WHAT THE TASK REQUIRES:
Extract the full set of records that follows, word for word.

ENTRIES PROVIDED:
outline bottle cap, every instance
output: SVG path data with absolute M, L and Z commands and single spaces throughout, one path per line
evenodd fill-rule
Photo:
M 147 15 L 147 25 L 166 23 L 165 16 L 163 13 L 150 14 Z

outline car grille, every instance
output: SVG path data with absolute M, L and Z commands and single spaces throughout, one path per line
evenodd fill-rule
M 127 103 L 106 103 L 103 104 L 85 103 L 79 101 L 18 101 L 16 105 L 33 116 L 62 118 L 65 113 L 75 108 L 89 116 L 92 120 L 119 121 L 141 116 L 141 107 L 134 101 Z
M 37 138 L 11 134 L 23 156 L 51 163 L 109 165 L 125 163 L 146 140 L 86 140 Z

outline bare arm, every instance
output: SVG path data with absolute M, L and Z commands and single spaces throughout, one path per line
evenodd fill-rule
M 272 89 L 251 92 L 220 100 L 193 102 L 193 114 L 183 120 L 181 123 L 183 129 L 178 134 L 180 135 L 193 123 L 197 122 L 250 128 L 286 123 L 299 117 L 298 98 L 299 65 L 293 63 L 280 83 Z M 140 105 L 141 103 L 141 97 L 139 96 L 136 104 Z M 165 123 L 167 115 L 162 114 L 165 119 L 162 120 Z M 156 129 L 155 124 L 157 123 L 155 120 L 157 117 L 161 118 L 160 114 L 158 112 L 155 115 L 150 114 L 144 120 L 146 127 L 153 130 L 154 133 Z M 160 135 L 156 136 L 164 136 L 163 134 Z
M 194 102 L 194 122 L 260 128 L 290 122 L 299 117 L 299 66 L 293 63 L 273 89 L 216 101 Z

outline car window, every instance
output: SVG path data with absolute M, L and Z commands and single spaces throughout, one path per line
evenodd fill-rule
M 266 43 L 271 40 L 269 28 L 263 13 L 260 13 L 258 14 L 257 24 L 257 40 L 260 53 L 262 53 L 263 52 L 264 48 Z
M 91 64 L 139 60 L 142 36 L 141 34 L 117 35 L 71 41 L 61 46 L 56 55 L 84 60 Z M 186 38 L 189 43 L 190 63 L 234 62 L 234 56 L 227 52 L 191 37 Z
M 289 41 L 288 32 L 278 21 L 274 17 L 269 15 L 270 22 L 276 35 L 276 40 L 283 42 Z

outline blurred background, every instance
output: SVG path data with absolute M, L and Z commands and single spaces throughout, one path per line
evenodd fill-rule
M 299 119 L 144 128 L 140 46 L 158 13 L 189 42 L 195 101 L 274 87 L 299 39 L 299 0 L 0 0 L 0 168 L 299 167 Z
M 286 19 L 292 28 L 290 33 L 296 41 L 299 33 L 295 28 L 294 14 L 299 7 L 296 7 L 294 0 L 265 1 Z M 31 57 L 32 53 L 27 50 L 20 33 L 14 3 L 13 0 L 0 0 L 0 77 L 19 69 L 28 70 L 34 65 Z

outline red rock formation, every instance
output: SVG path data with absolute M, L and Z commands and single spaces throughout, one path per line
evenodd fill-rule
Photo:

COMPLETED TASK:
outline bottle cap, every instance
output: SVG path data with absolute M, L and Z commands and single spaces throughout, one path per line
evenodd fill-rule
Photo:
M 147 15 L 147 25 L 166 23 L 165 16 L 163 13 L 150 14 Z

outline car grille, every instance
output: SVG path data with absolute M, L and Z commands and single spaces throughout, one path per line
evenodd fill-rule
M 127 103 L 106 103 L 103 104 L 85 103 L 79 101 L 18 101 L 16 105 L 33 116 L 62 118 L 65 113 L 75 108 L 89 116 L 92 120 L 119 121 L 141 116 L 141 107 L 134 101 Z
M 37 138 L 11 134 L 23 156 L 51 163 L 109 165 L 125 163 L 146 140 L 86 140 Z

outline bare arm, every instance
output: SVG path data with absolute M, L and Z commands and single spaces throughout, one path per line
evenodd fill-rule
M 272 89 L 251 92 L 220 100 L 193 102 L 193 114 L 183 120 L 181 123 L 183 129 L 178 134 L 180 135 L 193 123 L 197 122 L 250 128 L 286 123 L 299 117 L 298 98 L 299 65 L 293 63 L 280 83 Z M 140 105 L 141 103 L 141 97 L 139 96 L 136 104 Z M 165 123 L 167 115 L 162 114 L 165 119 L 162 120 Z M 156 129 L 155 124 L 157 123 L 155 120 L 157 117 L 161 118 L 160 114 L 158 112 L 155 115 L 150 114 L 144 120 L 146 127 L 153 130 L 154 133 Z M 160 135 L 156 136 L 164 136 L 163 134 Z
M 194 102 L 194 122 L 260 128 L 290 122 L 299 117 L 299 66 L 293 63 L 273 89 L 216 101 Z

outline car window, every instance
output: SVG path data with absolute M, L and Z commands and single spaces throughout, one path per line
evenodd fill-rule
M 266 43 L 271 40 L 269 28 L 263 13 L 260 13 L 258 14 L 257 24 L 257 40 L 260 53 L 262 53 L 263 52 L 264 48 Z
M 91 64 L 139 60 L 142 36 L 141 34 L 117 35 L 71 41 L 61 46 L 56 55 L 84 60 Z M 186 38 L 189 43 L 190 63 L 234 62 L 234 56 L 227 52 L 191 37 Z
M 289 41 L 288 32 L 278 21 L 274 17 L 269 15 L 270 22 L 276 35 L 276 40 L 283 42 Z

outline blurred background, every instance
output: SVG path data with absolute M, L and Z commands and single spaces throughout, one path per line
evenodd fill-rule
M 299 119 L 144 128 L 140 46 L 158 13 L 189 42 L 195 101 L 274 87 L 299 39 L 299 0 L 0 0 L 0 168 L 299 167 Z
M 286 19 L 292 28 L 290 33 L 296 41 L 299 33 L 295 28 L 294 14 L 299 7 L 296 7 L 294 0 L 265 1 Z M 31 57 L 32 53 L 27 50 L 20 33 L 14 3 L 13 0 L 0 0 L 0 77 L 19 69 L 28 70 L 34 65 Z

outline red rock formation, every instance
output: SVG path data with absolute M, L and Z commands and single spaces throughout, one path per line
evenodd fill-rule
Photo:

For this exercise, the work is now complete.